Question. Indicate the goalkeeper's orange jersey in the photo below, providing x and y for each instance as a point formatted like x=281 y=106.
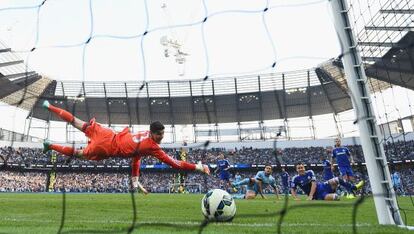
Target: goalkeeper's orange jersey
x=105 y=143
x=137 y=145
◇ ◇ ◇
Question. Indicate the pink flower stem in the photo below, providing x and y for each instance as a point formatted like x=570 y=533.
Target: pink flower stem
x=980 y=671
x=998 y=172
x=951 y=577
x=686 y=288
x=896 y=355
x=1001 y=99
◇ ◇ ◇
■ **SCHRIFTLICHE ANFRAGE**:
Kannst du die Zeilen von der Zeile mit „Question. Indicate the goalkeeper's“ bis einschließlich der Zeile mit „x=137 y=145“ in eine JSON-Liste von Strings umwandeln, mit einem String pro Zeile und ohne Leerzeilen? Lass die Bilder in der Antwort weg.

■ **LÖSUNG DER AUFGABE**:
[
  "Question. Indicate the goalkeeper's orange jersey in the photo below, providing x and y for each instance as a point formatted like x=281 y=106.",
  "Target: goalkeeper's orange jersey",
  "x=105 y=143",
  "x=137 y=145"
]